//! # Async-spin-sleep
//!
//! A dedicated timer driver implementation for easy use of high-precision sleep function in
//! numerous async/await context.
//!
//! ## Features
//!
//! - *`system-clock`* (default): Enable use of system clock as a timer source.
//!
use std::{
    pin::Pin,
    sync::{
        atomic::{AtomicIsize, Ordering},
        Arc,
    },
    task::{Context, Poll},
    time::{Duration, Instant},
};

use crossbeam::channel;
use driver::{NodeDesc, WakerNode};

/* -------------------------------------------- Init -------------------------------------------- */
#[cfg(target_os = "windows")]
const DEFAULT_SCHEDULE_RESOLUTION: Duration = Duration::from_millis(33);
#[cfg(target_os = "linux")]
const DEFAULT_SCHEDULE_RESOLUTION: Duration = Duration::from_millis(3);
#[cfg(target_os = "macos")]
const DEFAULT_SCHEDULE_RESOLUTION: Duration = Duration::from_millis(10);

#[derive(Debug, derive_setters::Setters)]
#[setters(prefix = "with_")]
pub struct Builder {
    /// Default scheduling resolution for this driver. Setting this to a lower value may decrease
    /// CPU usage of the driver, but may also dangerously increase the chance of missing a wakeup
    /// event due to the OS scheduler.

Directive A: Transcribe the async-spin-sleep source from "#[derive(Debug, derive_setters::Setters)]" through "the OS scheduler.".

[Entries for pointing at labeled objects]
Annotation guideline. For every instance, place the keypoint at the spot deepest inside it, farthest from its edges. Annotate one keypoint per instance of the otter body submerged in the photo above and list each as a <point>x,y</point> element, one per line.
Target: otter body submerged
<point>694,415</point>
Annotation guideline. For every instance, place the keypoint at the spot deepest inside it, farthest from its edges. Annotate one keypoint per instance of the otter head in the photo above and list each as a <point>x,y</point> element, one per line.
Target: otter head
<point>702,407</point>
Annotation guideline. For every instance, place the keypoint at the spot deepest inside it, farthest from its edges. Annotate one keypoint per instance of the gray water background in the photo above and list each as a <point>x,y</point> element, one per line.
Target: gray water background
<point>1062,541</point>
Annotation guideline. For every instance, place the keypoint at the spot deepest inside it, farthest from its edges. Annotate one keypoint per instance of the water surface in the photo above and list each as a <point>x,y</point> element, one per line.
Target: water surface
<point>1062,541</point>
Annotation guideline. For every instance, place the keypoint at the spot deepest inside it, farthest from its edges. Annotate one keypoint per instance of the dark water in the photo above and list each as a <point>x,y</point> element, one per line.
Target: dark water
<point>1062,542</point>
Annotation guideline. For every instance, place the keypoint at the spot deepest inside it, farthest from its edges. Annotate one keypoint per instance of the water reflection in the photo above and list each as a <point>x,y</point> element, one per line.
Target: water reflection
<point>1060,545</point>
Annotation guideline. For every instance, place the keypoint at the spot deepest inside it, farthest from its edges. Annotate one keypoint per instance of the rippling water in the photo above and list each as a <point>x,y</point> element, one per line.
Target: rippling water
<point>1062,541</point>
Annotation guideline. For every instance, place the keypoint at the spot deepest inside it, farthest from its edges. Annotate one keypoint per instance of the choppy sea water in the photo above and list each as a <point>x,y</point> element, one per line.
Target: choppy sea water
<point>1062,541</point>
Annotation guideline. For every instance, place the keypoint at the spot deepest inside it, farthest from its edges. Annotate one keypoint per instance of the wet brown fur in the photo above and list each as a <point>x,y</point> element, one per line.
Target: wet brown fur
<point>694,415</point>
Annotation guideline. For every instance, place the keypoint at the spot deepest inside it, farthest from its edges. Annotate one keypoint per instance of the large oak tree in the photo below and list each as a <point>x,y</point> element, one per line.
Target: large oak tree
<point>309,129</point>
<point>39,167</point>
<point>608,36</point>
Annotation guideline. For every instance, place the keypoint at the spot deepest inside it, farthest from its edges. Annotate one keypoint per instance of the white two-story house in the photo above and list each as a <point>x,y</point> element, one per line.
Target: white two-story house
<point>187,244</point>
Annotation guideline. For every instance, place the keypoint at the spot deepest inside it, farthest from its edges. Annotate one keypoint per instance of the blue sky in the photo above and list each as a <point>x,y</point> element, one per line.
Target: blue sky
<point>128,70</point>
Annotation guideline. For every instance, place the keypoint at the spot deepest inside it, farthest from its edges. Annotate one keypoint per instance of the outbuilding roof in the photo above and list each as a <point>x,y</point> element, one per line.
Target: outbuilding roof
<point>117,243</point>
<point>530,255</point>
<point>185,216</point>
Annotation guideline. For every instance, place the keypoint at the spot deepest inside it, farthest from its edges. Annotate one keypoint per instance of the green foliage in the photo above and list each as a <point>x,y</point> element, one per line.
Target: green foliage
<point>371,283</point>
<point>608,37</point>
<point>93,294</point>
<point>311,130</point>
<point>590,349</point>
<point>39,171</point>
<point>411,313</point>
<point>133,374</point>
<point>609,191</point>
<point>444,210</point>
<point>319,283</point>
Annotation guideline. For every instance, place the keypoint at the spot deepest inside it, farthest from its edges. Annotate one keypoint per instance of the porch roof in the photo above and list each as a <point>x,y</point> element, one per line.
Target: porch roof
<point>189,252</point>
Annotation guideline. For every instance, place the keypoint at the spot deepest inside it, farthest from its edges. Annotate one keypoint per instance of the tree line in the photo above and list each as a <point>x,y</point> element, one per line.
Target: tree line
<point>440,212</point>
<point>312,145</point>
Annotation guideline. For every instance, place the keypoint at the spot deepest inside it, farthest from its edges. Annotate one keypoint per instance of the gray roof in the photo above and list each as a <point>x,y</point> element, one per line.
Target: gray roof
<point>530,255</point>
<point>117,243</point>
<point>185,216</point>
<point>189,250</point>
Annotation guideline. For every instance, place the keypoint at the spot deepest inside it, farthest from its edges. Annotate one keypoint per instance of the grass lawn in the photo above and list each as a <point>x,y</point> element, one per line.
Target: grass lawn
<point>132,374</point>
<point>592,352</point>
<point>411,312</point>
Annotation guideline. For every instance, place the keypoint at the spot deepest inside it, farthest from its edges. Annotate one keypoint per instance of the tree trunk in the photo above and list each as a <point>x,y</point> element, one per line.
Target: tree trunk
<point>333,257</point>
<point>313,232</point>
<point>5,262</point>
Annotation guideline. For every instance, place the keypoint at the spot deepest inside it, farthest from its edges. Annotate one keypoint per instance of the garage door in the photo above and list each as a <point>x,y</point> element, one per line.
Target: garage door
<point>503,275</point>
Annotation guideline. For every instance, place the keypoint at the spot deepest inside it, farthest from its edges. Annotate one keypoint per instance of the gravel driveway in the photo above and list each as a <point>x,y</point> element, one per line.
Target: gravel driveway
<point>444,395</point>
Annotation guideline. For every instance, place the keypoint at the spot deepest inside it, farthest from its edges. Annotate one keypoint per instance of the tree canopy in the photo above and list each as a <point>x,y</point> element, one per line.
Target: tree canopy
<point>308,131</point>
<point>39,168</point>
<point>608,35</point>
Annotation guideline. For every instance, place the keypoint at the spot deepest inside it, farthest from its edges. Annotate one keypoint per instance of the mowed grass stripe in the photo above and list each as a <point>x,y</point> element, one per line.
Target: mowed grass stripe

==

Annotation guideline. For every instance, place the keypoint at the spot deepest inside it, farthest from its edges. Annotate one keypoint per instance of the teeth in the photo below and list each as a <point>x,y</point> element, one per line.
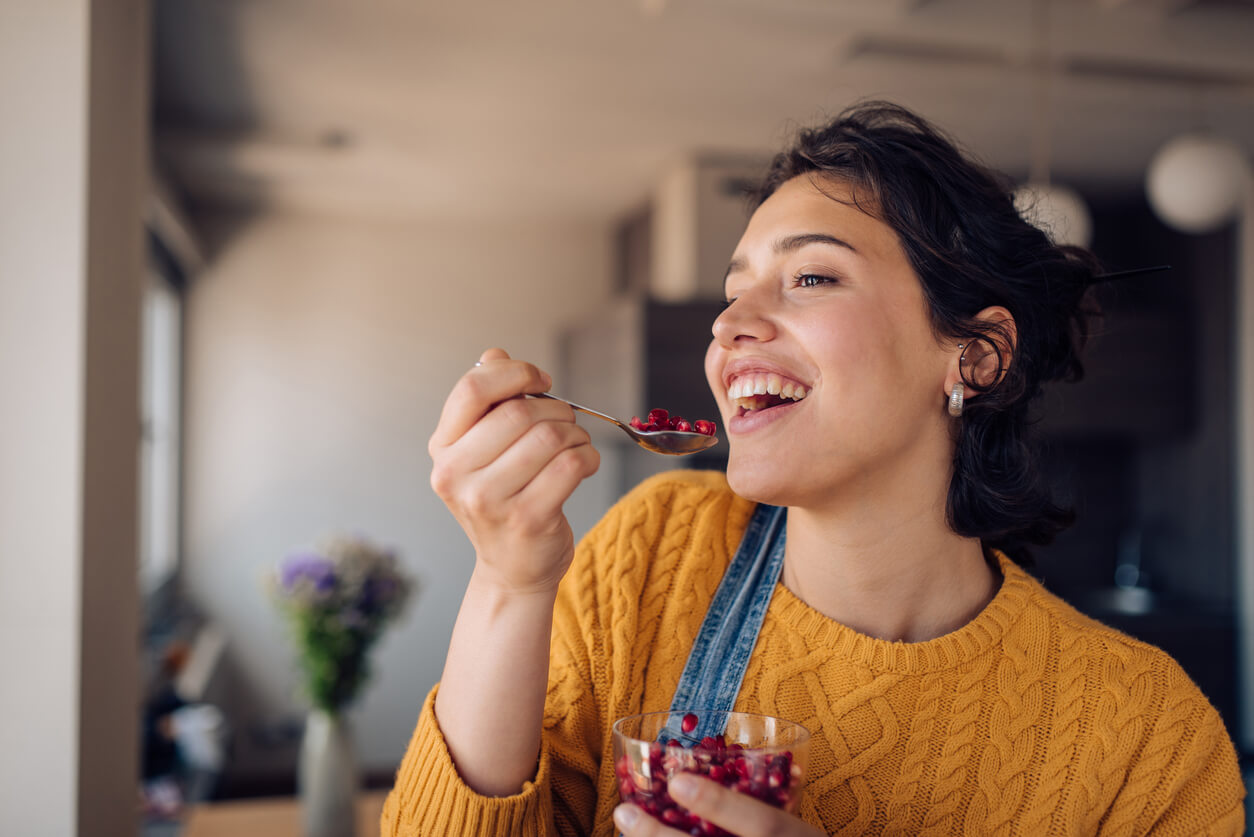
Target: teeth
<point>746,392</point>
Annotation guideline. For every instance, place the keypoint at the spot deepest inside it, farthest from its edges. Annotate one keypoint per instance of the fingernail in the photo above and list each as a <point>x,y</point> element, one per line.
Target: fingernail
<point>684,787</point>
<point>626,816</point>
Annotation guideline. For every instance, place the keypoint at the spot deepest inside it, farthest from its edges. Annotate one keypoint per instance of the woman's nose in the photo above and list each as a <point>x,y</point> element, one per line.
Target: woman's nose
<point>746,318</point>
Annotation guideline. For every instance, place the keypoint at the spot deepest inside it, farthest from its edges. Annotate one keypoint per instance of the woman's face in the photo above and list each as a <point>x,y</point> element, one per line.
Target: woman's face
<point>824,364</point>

Directive B: In the records, reproduce word for word the stretch from the line containing "of the grass" through the line containing "<point>411,312</point>".

Exercise response A:
#[derive(Debug, derive_setters::Setters)]
#[setters(prefix = "with_")]
pub struct Builder {
    /// Default scheduling resolution for this driver. Setting this to a lower value may decrease
    /// CPU usage of the driver, but may also dangerously increase the chance of missing a wakeup
    /// event due to the OS scheduler.

Exercise response B:
Annotation guideline. For every instance, place the keypoint at the spot deepest inside it, farthest from its edges. Annotate one keypoint per instance of the grass lawn in the photo above and list each as a <point>x,y</point> element, one per line.
Target: grass lawn
<point>132,374</point>
<point>592,352</point>
<point>411,312</point>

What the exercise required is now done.